What to produce:
From the entries below, copy out all lines holding "stone".

Saved entries
● ● ● ● ●

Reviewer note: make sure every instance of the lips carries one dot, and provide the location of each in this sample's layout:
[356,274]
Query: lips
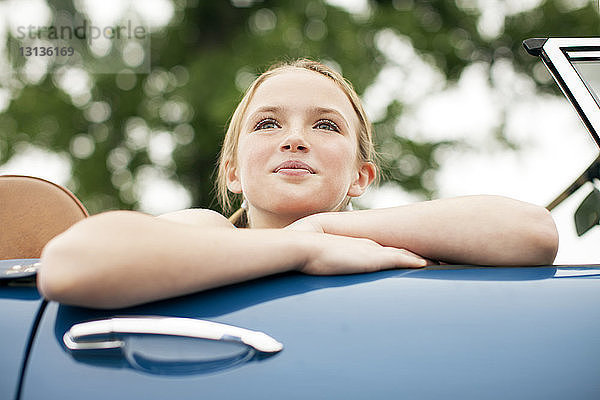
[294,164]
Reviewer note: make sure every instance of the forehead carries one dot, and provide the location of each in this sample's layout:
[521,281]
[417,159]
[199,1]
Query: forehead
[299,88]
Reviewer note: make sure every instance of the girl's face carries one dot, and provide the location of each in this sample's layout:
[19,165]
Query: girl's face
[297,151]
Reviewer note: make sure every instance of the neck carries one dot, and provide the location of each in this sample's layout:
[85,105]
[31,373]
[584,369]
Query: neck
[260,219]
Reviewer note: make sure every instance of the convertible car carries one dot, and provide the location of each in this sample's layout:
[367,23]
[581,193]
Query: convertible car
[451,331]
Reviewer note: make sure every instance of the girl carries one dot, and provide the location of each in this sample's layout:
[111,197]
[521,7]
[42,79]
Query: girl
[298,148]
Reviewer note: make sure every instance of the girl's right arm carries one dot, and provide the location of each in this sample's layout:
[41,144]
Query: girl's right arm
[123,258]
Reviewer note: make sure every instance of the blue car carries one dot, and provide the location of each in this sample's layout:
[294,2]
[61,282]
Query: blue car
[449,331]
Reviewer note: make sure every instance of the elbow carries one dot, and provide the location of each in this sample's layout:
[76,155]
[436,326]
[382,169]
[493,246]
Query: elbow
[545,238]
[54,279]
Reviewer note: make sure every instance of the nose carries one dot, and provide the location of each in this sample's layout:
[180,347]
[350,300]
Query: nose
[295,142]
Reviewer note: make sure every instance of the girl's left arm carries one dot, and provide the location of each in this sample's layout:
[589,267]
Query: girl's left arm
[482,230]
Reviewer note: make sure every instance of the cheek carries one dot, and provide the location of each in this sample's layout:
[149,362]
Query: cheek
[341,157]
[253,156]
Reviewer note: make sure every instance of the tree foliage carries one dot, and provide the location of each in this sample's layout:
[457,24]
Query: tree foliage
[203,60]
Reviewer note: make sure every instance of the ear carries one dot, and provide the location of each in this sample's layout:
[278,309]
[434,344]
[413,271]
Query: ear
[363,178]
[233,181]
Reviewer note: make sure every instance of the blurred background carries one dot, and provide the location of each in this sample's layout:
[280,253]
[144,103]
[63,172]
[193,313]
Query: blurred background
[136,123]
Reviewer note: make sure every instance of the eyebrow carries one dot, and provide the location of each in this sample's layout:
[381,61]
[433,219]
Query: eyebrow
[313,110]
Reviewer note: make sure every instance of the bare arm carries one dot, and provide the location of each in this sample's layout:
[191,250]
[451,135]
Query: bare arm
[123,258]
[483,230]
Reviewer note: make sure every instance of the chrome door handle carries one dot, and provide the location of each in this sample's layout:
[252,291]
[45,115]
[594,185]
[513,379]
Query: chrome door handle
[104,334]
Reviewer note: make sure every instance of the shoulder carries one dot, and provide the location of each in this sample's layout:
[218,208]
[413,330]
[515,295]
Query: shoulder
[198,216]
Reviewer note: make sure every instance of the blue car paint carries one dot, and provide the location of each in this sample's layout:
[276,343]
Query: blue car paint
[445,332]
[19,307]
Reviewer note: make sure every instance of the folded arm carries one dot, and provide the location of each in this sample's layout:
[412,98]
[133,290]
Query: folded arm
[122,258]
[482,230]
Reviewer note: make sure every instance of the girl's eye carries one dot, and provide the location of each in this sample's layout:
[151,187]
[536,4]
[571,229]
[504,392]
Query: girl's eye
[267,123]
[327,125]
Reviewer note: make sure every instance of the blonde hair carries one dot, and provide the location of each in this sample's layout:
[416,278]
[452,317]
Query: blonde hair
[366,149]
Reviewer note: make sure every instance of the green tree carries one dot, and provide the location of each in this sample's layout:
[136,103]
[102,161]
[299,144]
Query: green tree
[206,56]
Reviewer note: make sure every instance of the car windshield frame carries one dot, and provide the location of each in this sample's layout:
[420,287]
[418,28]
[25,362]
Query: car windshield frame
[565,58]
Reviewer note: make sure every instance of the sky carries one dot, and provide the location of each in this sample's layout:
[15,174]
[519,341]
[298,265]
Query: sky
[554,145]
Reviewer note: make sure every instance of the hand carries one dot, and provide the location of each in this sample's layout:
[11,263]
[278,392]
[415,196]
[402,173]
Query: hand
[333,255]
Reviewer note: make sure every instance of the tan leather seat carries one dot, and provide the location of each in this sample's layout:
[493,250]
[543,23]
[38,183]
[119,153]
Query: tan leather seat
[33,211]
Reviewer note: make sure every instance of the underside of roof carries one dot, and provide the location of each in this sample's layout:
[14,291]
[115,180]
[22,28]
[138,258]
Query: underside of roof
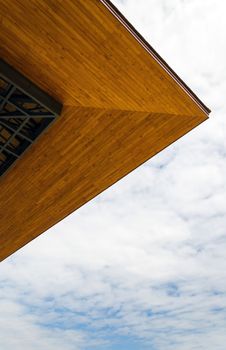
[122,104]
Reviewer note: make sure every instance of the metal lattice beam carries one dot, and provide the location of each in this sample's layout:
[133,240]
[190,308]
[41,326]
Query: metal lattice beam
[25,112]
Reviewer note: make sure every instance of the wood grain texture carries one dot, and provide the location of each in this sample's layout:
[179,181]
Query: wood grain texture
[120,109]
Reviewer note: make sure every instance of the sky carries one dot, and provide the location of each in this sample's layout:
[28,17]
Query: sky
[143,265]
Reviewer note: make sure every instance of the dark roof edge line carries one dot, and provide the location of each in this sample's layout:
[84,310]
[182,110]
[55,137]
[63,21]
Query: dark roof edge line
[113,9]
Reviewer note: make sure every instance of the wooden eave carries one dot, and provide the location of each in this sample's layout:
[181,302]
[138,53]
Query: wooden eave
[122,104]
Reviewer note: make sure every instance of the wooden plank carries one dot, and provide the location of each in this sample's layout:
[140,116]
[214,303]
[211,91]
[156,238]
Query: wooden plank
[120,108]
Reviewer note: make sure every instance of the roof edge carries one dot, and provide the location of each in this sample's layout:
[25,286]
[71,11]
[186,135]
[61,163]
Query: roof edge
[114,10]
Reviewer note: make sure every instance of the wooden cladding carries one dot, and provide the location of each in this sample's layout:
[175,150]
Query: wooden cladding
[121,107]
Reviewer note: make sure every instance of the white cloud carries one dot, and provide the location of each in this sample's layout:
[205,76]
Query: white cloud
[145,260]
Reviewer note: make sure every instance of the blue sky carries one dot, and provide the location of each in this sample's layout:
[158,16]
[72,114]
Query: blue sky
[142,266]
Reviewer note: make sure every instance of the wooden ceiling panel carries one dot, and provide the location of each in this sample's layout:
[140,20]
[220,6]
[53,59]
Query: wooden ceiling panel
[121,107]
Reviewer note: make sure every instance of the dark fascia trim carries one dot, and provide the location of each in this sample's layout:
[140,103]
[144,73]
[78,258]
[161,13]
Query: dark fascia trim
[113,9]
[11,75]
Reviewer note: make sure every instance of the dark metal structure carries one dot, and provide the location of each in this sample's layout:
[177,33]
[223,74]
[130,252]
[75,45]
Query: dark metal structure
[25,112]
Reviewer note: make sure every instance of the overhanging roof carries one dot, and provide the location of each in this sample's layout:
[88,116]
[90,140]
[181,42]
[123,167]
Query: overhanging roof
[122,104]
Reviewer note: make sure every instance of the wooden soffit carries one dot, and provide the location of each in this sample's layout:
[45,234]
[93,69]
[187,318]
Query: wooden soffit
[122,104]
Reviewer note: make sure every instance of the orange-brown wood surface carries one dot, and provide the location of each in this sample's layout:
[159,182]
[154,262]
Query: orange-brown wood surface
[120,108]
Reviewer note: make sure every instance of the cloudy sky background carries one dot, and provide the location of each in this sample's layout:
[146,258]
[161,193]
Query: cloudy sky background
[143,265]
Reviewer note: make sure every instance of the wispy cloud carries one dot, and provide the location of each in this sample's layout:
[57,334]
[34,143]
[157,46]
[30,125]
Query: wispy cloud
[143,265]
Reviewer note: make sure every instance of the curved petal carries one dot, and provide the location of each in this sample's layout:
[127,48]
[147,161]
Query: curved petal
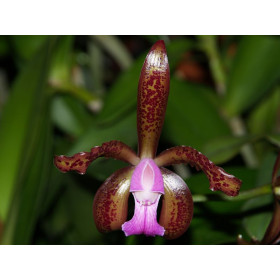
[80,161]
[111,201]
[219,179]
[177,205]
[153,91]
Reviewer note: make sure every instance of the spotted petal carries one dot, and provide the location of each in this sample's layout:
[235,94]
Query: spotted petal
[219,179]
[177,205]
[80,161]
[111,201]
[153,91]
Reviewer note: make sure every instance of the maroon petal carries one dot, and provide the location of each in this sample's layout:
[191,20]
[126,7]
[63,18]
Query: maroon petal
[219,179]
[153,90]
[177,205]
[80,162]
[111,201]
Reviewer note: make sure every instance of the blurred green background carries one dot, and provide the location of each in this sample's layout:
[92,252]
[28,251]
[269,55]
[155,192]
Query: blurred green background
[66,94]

● ● ● ● ●

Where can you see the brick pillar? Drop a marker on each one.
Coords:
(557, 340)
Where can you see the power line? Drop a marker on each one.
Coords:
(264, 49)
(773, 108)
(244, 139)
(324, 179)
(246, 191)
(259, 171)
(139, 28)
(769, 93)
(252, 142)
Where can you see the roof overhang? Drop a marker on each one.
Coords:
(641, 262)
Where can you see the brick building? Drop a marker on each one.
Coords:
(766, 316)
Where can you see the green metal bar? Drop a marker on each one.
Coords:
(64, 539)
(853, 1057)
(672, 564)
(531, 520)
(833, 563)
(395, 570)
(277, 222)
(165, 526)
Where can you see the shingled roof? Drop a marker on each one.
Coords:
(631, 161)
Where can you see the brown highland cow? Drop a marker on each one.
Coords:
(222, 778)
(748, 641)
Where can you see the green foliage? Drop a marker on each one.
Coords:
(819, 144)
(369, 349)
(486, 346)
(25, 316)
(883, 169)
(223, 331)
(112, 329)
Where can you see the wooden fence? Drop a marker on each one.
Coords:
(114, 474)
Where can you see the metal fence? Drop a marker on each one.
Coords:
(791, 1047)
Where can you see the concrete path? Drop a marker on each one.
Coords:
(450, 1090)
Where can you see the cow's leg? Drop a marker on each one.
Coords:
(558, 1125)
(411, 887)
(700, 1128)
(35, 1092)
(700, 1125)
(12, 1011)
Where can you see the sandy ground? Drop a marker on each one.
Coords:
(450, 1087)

● ● ● ● ●

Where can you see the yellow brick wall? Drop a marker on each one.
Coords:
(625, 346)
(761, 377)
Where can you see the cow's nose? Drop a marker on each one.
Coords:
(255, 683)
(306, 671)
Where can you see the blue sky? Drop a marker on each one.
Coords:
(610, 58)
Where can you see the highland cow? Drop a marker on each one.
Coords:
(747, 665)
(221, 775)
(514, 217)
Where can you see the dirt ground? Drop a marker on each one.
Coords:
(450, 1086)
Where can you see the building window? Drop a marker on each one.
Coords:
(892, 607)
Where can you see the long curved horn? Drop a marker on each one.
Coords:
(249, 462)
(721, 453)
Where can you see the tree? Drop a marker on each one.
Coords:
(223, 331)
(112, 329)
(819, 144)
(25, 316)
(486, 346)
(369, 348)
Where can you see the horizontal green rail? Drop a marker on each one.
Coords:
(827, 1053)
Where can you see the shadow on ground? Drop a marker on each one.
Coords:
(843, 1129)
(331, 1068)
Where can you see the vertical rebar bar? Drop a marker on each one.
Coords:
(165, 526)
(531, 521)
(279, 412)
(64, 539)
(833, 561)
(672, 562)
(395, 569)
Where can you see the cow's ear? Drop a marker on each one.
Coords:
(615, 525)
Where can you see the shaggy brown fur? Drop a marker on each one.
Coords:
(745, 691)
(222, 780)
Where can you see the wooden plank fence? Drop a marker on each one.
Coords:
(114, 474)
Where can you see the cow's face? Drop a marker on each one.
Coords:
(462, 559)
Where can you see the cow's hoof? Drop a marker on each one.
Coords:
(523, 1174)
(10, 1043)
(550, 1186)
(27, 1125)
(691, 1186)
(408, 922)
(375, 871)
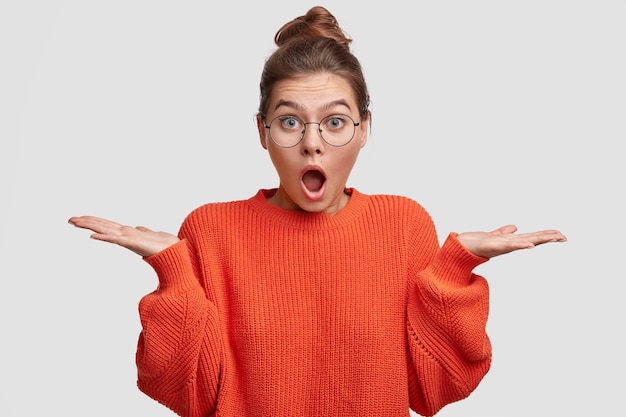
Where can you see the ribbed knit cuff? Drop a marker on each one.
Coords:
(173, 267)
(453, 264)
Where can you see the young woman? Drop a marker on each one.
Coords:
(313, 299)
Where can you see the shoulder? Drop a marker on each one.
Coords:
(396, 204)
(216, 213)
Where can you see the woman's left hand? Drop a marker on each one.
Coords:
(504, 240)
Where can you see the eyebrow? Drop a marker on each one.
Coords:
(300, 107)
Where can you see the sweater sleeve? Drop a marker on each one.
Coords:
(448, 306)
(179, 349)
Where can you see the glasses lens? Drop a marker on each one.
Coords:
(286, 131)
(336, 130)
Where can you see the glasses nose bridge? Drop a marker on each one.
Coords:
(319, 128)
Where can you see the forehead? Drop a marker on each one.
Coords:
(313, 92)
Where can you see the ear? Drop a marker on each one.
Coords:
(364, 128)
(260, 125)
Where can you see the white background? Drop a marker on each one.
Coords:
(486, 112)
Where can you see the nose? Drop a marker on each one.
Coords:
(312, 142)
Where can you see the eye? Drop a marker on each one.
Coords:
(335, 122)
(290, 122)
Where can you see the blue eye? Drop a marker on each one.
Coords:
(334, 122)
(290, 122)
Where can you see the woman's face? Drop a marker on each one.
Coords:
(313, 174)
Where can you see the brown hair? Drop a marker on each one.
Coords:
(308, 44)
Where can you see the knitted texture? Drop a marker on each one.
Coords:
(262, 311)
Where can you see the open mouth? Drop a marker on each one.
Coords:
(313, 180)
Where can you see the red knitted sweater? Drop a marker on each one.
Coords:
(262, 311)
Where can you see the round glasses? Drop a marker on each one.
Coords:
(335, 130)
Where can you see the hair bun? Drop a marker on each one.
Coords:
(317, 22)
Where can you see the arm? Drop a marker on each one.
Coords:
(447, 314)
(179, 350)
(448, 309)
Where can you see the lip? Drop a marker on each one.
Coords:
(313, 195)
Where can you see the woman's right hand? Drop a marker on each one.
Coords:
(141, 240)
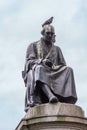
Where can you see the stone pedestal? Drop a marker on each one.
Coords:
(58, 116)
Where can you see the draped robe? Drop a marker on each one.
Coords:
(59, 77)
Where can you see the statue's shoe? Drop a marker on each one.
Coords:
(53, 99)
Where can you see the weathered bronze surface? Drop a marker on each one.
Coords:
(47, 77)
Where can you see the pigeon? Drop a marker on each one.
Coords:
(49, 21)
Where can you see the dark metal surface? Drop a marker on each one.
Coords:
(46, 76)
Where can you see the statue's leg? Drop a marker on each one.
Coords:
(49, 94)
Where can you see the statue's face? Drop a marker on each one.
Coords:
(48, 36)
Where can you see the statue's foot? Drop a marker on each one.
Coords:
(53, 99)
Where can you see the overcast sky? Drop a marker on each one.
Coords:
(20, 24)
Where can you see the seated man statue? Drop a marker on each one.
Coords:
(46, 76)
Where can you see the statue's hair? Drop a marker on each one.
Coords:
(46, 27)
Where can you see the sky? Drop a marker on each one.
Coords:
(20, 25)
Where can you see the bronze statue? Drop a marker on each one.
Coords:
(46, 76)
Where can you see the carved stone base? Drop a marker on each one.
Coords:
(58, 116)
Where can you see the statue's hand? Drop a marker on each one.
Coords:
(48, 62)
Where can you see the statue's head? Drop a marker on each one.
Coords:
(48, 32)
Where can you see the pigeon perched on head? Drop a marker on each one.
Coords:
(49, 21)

● ● ● ● ●

Exercise output:
Where can you see the stone pedestal? Drop a marker on each one.
Where can you see the carved stone base? Drop a marker on each one.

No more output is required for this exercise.